### TEXTE PRÉSENTÉ

──────────

L’Écriture dit que lorsque Jésus et ses disciples montèrent à Jérusalem, ils eurent peur. Alors le Seigneur les appela et leur annonça ce qui allait arriver : « Voici, nous montons à Jérusalem. Et le Fils de l’homme sera livré aux grands prêtres et aux scribes. Ils le condamneront à mort, le livreront aux païens, se moqueront de lui, le fouetteront, cracheront sur lui, et le feront mourir. Et le troisième jour il ressuscitera. » (Marc 10 :32-34) Les paroles du Seigneur sont très claires. Son messianisme ne sera pas accepté. Un événement inédit dans l’histoire biblique se produira lorsque le peuple élu lui-même livrera le Fils de l’homme, c’est-à-dire son seul Messie, entre les mains des païens, qui le tueront.

──────────

### ENTRÉES FOURNIES
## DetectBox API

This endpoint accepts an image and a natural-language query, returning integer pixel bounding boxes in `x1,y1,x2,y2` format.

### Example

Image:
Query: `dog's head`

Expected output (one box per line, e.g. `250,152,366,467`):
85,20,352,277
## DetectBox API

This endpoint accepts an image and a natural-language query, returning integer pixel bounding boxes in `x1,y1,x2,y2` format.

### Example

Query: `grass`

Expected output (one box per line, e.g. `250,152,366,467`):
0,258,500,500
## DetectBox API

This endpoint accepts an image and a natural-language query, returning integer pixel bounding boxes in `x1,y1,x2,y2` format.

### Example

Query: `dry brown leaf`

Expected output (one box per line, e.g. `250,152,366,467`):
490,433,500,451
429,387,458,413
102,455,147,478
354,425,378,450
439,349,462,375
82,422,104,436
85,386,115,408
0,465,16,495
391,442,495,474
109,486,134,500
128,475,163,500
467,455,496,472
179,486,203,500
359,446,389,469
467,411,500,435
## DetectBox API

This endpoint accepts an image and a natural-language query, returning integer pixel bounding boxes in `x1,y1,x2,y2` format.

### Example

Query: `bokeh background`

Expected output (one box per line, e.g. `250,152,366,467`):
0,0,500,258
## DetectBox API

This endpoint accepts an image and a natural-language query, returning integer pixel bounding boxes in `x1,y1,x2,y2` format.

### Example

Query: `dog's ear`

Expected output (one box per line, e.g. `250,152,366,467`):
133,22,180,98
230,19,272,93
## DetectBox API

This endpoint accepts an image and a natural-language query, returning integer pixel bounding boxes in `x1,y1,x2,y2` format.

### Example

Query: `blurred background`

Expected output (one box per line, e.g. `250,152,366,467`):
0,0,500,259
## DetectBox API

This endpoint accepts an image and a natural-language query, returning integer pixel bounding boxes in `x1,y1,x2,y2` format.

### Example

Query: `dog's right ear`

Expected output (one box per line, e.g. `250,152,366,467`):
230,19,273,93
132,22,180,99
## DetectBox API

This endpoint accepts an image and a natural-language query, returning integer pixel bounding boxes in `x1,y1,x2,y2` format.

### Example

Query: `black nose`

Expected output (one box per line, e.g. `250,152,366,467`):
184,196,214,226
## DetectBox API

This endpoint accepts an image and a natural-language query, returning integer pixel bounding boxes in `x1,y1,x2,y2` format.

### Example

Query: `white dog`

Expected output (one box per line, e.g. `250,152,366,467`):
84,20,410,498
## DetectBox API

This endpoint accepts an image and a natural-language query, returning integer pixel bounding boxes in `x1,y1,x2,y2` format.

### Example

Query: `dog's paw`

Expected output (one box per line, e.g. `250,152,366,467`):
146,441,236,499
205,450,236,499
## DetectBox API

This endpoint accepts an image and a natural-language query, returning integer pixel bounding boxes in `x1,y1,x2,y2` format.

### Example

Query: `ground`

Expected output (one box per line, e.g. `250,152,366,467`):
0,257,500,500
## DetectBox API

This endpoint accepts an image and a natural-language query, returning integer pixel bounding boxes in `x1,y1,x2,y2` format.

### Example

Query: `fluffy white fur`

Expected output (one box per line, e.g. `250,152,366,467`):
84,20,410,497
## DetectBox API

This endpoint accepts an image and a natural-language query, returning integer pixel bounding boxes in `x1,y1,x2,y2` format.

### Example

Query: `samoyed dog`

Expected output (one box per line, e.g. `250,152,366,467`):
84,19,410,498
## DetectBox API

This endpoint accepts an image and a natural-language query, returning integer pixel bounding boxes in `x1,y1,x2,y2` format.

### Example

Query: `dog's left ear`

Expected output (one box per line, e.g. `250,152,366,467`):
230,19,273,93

──────────

### CONSIGNE ÉCRITE
Répondez aux questions suivantes sur le passage consacré à la montée à Jérusalem.
(a) Quelle réaction l'Écriture prête-t-elle à Jésus et à ses disciples lorsqu'ils montèrent à Jérusalem ?
(b) Aux mains de qui le Fils de l'homme sera-t-il d'abord livré, selon les paroles du Seigneur ?
(c) D'après la dernière phrase, entre les mains de qui le peuple élu livrera-t-il son seul Messie ?
Ces entrées proviennent d'une source distincte.

### RÉPONSE ÉCRITE
(a) Ils eurent peur.
(b) Aux grands prêtres et aux scribes.
(c) Entre les mains des païens.